## Actions to take
1) In the article on Internet suicide pacts, what does "catching a bus" mean on suicide web sites?
2) Rewrite everything in the article on Internet suicide pacts from "Dec. 2, 2004" down to "of seven people.", replacing "deserted" with "remote".

Dec. 2, 2004 - The car, parked on a deserted mountain road near Tokyo, had its windows taped shut from the inside. In the car were small charcoal burners -- and the bodies of seven people.
Within a few miles of the scene, another car held two more bodies.
The suicide victims were five men and two women ranging in age from 34 to 20. They came from all over Japan. What drew them together was an Internet posting from the 34-year-old woman offering a suicide pact.
On Nov. 28, four men were found dead in a Tokyo apartment where they had gassed themselves. The next day, two men and two women were found dead in a car parked near a dam outside Tokyo. Police suspect the two unrelated groups met over the Internet.
Could it happen outside Japan? Psychiatrist Sundararajan Rajagopal, MD, thinks it might. His editorial in the Dec. 4 issue of the British Medical Journal sounds the alarm. Rajagopal is with the South London and Maudsley NHS Trust in London.
"In recent years there has been concern about the role of the Internet in normal suicide -- solitary suicide, people who take their lives on their own," Rajagopal tells WebMD. "There is evidence that the Internet can influence people to take their own lives. The term coined is 'cybersuicide.' What we are seeing in Japan may occur sporadically in other countries. We cannot rule out the possibility that people, who might otherwise have taken their lives on their own, will meet on the Internet to form suicide pacts."
Suicide Sites Easy to Find
Web sites dedicated to suicide are easy to find on the Internet. Here are some excerpts from one suicide chat room:
- "I somethings [sic] think I'd prefer myself dead. And then other times I do as well. And sometimes, I think I'd prefer myself dead. And rarely I don't not think I'd prefer myself dead.
- "You really want to die but on the good days you programmed yourself to know that on the bad days when you really want to die you don't really want to die and that you are thinking irrationally. But i want to die."
- "Now if you'll excuse me, i have a bus to catch."
"Catching a bus," on these web sites, is slang for killing oneself. Don't try to log on to save anyone. Those leaving antisuicide messages are banned from the sites.
Perhaps it was just talk and nothing serious. But psychologist Gerald Goodman, PhD, professor emeritus at the University of California in Los Angeles, says it's important to take talk of suicide seriously.
"Suicide oftentimes involves some sense of isolation," Goodman says. "Theorists say that the heart of it is meaninglessness. Meaninglessness without hope. When you look at why people do it, there are several things that add up: isolation, meaninglessness, and self-loathing -- disgust with oneself."
The Wrong Kind of Community Support
If isolation is part of the recipe for suicide, wouldn't a community -- even an Internet chat room of suicidal people -- keep people from killing themselves?
No, Goodman says. In fact, suicidal patients often tell him in chilling language that other people's suicides gave them "inspiration" or "courage" to kill themselves. It comes, ironically, from the human need to be known.
"The suicide wants company. The suicidal person thinks, 'I want to be known by you, and if you truly empathize with me there is no question you will want to talk me out of it - because if you know me you know it is the right thing to do,'" Goodman says. "So the empathy on these web sites is not saying, "Oh, I really understand you.' Instead, they demonstrate that they know how you feel by adding to it. It is collaborative. It is mutual support for suicide."
Goodman notes that there are many more web sites dedicated to mental health, support, and professional help than there are to suicide. But the suicide sites offer something enormously powerful.
"Mutual support is more powerful as a change agent than psychotherapy," Goodman says. "Psychotherapy is one-way intimacy. But with mutual support, we are both in it together. You aren't going to try to talk me out of it. We want the same thing. I've heard the word inspiration twice in this context. Inspiration for suicide."
Since young people are at particular risk of Internet-supported suicide, Goodman suggests that parents monitor teens' Internet use. And Rajagopal suggests that doctors and psychologists should ask depressed patients about whether they have used the Internet to obtain information about suicide.
The good news, Rajagopal notes, is that very few suicides -- only about one in 100, even in Japan -- are linked to the Internet.
"Suicide pacts are a very small proportion of suicides, and the number of Internet-linked suicides is still very small," he says. "I don't want people to be unduly alarmed."

## Listed entries
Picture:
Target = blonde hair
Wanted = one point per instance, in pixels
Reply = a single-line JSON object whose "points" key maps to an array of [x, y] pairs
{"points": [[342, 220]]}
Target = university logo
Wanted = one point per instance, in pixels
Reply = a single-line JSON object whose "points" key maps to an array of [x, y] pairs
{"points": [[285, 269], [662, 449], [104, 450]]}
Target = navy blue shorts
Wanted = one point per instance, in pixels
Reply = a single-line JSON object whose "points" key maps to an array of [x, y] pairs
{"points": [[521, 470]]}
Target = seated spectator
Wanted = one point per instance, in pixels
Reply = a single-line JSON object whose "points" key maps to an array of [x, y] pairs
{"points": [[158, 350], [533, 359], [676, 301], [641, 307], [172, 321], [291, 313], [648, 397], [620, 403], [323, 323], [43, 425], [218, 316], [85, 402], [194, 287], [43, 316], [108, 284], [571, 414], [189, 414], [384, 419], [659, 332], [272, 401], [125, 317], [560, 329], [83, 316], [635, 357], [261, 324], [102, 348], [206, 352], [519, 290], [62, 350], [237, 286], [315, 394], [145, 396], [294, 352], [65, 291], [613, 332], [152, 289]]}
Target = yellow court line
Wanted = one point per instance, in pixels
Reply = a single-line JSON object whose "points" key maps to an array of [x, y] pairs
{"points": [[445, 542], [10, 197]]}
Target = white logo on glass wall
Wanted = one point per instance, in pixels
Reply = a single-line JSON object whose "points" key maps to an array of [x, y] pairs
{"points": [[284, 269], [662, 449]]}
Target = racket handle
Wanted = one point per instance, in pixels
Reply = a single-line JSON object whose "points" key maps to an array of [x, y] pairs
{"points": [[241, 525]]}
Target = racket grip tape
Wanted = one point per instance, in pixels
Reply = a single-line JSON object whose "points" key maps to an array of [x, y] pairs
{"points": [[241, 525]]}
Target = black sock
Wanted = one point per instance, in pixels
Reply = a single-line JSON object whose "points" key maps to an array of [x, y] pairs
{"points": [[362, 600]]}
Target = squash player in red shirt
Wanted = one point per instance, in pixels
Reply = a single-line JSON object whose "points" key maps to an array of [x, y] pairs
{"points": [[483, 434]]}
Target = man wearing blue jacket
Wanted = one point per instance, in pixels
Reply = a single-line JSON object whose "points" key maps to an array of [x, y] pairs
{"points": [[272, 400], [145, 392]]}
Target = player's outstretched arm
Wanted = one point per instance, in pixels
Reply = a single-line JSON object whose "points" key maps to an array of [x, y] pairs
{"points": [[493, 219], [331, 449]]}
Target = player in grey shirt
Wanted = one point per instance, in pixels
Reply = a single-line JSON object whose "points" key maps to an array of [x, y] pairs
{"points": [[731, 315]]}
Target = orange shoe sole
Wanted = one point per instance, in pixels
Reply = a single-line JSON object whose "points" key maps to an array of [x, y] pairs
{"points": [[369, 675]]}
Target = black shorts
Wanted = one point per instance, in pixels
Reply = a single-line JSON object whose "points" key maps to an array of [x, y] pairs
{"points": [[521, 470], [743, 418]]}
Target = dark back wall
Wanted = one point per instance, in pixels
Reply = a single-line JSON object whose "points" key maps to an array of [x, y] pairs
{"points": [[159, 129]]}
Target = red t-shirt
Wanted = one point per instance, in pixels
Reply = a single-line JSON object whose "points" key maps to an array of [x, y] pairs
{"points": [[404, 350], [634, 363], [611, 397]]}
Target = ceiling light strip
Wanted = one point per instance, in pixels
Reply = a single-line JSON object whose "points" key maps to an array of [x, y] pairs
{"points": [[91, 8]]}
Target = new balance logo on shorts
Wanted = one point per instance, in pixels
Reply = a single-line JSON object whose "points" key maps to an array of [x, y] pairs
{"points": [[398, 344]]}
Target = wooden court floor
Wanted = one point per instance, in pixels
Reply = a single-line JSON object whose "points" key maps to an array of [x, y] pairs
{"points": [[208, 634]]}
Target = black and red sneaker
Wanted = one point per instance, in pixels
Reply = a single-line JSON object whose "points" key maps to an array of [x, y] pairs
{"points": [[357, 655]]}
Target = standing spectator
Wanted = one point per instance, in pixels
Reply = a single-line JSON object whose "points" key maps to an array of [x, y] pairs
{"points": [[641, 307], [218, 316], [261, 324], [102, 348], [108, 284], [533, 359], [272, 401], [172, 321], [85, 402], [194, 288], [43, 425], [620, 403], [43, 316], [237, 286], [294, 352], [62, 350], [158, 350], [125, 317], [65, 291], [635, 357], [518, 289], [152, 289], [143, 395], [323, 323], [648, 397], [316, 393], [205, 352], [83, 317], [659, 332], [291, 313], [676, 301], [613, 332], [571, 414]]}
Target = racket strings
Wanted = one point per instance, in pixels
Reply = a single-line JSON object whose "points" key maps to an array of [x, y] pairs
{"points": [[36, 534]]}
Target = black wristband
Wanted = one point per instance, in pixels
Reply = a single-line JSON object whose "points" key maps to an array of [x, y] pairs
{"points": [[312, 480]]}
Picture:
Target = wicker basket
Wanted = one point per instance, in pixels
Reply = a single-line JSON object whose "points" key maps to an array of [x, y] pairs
---
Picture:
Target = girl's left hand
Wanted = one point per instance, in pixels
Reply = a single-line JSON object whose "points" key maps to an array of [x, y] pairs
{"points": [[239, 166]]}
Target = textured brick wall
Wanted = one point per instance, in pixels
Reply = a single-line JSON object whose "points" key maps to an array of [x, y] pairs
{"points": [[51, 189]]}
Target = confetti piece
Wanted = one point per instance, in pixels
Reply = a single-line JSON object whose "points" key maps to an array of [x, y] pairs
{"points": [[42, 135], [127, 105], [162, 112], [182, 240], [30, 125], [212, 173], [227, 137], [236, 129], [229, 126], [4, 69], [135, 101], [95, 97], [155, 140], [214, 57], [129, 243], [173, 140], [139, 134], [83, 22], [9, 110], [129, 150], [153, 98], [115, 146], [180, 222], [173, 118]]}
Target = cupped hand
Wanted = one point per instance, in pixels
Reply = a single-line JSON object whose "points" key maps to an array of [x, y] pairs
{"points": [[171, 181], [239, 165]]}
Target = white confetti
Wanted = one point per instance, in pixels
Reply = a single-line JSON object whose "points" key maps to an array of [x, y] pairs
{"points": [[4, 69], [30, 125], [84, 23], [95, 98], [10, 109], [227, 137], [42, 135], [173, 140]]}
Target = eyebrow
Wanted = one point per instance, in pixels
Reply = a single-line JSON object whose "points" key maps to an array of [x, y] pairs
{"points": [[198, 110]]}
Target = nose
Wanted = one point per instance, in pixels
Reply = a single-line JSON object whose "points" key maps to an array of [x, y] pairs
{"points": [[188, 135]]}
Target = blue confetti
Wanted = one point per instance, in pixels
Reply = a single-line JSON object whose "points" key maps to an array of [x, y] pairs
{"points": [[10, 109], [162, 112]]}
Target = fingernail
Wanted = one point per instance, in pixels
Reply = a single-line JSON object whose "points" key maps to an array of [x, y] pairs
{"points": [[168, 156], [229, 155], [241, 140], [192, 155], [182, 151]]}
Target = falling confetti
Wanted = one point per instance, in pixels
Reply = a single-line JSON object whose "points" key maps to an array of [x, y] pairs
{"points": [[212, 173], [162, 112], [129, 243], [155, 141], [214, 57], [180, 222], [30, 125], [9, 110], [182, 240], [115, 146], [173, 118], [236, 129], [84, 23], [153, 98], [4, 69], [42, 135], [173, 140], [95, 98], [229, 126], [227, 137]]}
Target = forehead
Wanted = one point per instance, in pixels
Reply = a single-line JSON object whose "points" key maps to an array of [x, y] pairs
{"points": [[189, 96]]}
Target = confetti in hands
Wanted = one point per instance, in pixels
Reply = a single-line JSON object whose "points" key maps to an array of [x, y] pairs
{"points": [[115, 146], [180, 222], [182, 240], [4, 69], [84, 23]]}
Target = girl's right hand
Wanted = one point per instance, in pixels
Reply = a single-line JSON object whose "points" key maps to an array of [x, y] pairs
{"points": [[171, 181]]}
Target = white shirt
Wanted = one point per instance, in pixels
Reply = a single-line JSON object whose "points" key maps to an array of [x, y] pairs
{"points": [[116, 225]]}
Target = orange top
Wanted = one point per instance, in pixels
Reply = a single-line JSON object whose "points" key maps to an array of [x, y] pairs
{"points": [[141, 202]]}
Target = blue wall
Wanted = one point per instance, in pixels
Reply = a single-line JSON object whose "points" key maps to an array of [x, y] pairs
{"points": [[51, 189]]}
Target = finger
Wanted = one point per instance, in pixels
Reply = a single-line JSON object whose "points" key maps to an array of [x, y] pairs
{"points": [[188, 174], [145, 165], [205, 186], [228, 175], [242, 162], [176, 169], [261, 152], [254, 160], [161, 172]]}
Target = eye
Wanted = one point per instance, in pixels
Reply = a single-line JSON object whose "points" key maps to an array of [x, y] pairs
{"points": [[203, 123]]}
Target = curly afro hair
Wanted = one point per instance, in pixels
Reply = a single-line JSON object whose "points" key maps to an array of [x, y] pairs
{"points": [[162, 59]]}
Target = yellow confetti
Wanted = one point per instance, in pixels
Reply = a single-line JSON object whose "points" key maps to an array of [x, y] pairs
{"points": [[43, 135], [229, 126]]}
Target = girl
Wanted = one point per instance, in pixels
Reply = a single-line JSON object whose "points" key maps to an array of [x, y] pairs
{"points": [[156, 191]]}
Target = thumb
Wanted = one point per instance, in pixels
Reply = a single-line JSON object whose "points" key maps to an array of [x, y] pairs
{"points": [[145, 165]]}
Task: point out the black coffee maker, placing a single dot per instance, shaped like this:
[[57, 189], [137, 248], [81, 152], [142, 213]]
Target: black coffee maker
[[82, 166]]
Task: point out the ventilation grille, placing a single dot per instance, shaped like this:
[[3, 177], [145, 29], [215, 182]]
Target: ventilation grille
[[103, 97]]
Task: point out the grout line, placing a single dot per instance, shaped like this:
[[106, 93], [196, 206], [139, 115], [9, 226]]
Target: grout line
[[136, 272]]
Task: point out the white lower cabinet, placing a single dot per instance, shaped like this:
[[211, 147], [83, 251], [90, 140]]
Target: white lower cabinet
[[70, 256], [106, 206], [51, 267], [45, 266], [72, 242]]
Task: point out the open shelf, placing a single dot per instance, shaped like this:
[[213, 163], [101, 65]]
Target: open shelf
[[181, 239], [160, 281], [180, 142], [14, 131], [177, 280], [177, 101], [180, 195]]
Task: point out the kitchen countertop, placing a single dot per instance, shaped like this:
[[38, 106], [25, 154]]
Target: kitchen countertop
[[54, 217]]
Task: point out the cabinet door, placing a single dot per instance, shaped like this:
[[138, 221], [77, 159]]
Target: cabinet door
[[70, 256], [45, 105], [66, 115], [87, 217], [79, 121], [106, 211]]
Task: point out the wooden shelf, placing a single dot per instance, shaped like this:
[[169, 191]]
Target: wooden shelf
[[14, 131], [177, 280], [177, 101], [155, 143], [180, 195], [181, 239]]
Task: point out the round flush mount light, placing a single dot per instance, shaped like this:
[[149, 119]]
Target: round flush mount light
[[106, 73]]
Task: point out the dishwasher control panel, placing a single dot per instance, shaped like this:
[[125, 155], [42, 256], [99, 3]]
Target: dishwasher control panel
--
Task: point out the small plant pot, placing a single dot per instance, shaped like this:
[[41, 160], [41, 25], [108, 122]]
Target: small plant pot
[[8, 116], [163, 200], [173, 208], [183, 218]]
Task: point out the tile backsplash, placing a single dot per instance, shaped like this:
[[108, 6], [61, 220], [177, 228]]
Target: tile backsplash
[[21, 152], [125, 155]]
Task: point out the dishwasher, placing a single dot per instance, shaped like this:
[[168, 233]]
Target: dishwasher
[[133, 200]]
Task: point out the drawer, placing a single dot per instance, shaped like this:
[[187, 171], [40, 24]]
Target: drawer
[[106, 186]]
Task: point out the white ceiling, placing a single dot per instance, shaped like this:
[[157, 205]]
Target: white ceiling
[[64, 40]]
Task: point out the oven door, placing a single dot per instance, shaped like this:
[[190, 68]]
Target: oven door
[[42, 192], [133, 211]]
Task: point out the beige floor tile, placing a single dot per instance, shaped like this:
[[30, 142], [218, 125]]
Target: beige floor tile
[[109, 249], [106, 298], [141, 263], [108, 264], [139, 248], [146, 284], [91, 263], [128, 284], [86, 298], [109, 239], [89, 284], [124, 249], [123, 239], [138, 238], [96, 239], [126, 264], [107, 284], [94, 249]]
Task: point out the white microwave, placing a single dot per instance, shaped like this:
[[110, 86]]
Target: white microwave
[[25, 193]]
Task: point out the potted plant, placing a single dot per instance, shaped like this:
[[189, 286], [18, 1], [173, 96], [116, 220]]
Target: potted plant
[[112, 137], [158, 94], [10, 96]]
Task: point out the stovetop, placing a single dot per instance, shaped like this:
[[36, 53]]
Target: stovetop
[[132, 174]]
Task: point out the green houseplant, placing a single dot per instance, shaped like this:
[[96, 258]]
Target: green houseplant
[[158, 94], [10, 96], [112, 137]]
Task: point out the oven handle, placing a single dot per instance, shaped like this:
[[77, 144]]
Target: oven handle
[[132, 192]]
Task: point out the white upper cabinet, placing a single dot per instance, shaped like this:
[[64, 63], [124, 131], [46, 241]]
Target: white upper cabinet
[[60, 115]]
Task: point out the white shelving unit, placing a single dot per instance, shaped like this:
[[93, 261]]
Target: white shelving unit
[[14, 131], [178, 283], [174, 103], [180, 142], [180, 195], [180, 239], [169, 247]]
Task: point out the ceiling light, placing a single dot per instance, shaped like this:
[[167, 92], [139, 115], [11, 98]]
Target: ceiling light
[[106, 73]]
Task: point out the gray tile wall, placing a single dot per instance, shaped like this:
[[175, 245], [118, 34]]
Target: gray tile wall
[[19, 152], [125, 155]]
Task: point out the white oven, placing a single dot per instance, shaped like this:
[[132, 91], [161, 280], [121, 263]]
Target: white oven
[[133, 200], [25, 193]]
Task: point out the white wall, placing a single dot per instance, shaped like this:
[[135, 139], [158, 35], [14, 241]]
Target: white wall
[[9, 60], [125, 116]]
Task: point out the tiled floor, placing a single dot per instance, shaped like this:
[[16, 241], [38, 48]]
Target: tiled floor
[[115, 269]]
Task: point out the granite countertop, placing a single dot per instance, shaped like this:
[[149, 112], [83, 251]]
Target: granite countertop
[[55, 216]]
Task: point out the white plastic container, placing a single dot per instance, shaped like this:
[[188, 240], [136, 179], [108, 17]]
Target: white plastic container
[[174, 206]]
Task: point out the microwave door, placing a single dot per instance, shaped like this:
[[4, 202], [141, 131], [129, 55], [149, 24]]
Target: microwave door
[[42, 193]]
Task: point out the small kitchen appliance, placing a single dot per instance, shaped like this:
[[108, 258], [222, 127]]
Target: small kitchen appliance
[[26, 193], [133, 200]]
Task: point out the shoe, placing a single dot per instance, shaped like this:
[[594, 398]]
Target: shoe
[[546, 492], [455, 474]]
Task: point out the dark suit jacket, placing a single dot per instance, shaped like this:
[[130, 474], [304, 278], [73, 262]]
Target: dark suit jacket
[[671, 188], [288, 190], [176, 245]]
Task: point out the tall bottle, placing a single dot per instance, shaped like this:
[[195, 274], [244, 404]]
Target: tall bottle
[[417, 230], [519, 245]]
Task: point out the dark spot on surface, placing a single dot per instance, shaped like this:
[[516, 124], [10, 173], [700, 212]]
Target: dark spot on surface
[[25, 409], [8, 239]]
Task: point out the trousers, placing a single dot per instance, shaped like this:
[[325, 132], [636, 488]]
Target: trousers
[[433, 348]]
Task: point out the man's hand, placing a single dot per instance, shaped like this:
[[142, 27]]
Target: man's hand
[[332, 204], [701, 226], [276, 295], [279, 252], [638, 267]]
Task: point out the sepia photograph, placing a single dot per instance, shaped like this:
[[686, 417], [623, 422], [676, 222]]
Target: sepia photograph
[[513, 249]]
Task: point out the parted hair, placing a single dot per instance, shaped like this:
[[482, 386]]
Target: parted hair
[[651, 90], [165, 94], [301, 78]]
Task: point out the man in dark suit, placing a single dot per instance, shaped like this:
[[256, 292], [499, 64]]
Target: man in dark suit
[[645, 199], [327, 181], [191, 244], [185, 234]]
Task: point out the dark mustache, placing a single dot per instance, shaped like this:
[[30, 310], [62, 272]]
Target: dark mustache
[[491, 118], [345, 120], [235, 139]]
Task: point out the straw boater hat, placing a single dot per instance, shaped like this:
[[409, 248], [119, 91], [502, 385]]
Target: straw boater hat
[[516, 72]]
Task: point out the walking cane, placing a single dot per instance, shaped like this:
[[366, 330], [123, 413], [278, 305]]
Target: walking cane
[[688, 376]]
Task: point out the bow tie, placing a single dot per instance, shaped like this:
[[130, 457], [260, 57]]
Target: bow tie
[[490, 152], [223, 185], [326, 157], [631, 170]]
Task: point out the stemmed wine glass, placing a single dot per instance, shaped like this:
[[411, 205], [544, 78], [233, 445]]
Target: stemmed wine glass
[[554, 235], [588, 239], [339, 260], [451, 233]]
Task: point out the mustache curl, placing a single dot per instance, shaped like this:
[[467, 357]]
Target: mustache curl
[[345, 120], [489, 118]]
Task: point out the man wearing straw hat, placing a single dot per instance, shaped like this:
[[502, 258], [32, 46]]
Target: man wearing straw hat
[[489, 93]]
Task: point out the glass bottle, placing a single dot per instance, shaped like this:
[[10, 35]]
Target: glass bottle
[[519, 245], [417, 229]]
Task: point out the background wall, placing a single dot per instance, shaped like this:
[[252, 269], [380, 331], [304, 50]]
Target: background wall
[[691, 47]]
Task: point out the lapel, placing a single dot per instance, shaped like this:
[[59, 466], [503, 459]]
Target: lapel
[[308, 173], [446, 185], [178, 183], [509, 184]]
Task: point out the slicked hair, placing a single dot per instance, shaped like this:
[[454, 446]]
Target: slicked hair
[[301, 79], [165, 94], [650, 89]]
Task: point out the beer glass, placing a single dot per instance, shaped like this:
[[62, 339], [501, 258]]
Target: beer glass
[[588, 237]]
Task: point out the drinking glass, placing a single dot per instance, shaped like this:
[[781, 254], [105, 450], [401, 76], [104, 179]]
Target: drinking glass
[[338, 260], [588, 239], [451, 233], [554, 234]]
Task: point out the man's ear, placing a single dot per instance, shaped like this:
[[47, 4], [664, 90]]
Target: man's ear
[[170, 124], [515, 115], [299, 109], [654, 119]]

## Solution list
1) It is slang for killing oneself.

2)
Dec. 2, 2004 - The car, parked on a remote mountain road near Tokyo, had its windows taped shut from the inside. In the car were small charcoal burners -- and the bodies of seven people.